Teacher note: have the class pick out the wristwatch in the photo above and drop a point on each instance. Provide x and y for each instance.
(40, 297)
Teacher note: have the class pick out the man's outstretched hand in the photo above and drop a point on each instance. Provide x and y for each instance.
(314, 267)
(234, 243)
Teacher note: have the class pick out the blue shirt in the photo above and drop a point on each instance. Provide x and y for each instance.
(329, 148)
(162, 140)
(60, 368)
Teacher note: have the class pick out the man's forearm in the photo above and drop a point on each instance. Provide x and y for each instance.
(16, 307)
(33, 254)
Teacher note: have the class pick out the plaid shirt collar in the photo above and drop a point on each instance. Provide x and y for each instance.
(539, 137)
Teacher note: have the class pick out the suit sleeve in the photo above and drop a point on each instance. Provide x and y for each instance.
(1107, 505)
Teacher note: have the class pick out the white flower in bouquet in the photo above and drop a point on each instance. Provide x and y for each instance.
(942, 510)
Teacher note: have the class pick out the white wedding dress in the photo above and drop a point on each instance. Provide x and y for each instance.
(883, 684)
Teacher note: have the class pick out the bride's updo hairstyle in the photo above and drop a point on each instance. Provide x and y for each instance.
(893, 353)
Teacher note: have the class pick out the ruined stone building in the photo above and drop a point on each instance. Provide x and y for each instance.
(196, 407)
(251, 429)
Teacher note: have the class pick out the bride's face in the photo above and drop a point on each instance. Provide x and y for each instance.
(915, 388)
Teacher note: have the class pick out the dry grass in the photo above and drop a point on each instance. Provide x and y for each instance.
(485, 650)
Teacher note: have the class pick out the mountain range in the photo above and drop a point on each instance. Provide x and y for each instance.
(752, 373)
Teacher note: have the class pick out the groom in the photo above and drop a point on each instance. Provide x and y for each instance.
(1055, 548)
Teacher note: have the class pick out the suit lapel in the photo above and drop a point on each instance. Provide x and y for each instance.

§

» Problem to solve: Reproduce every record exactly, line by line.

» Answer:
Teacher note: have the class pick out the wristwatch in the photo above and drop a point on each instance. Provide x and y for each instance.
(40, 297)
Teacher note: have the class pick out the man's outstretched hand in the photo above and drop a point on each instance. Provide x and y for each instance.
(314, 267)
(234, 243)
Teacher note: have the class pick out the blue shirt in the photo above and drop a point on each instance. Provide x and y for each instance.
(329, 148)
(162, 140)
(60, 368)
Teacher note: have the class pick out the man's forearm in the photo above and drop a point on each instance. Provide x and y for each instance.
(16, 307)
(33, 254)
Teacher note: have the class pick out the plaid shirt collar in the photo above and drop a point on each instance. Provide x and y for each instance.
(539, 137)
Teacher note: have the class pick out the suit sleeve in the photo above and drop a point on each instance. Provide x and y for each instance.
(1107, 505)
Teacher note: have the class pick out the white flower in bouquet in the photo above and drop a point on each instance. Provide x and y for each instance.
(942, 510)
Teacher note: have the class pick out the white wedding dress in the photo above and drop a point on each instance. Provide x and y for each instance.
(883, 684)
Teacher note: have the class pick out the bride's updo hairstyle in the photo above and drop a point on each instance. Provide x and y for each instance.
(893, 353)
Teacher note: have the class pick out the ruined stone building in the photo above and drop a point on each instance. Provide x and y for each instance.
(196, 407)
(251, 429)
Teacher note: have the class pick out the bride's face in the photo above and drop a point on each instance. Provide x and y for each instance.
(915, 388)
Teacher note: have the class pick out the dry grass in the photo above and drop a point on each instance. Provide x and y for each instance.
(485, 650)
Teacher note: have the class pick out the mountain range in the photo above and drop a point on each instance. Provide x and y for each instance.
(752, 373)
Teacher note: have the class pick out the groom in the photo above and drop a point on each instance. Provide x and y for each instance.
(1055, 548)
Teacher note: have the class pick out the suit lapel in the photo above and drop a point on each instance. Provide x and y for each instance.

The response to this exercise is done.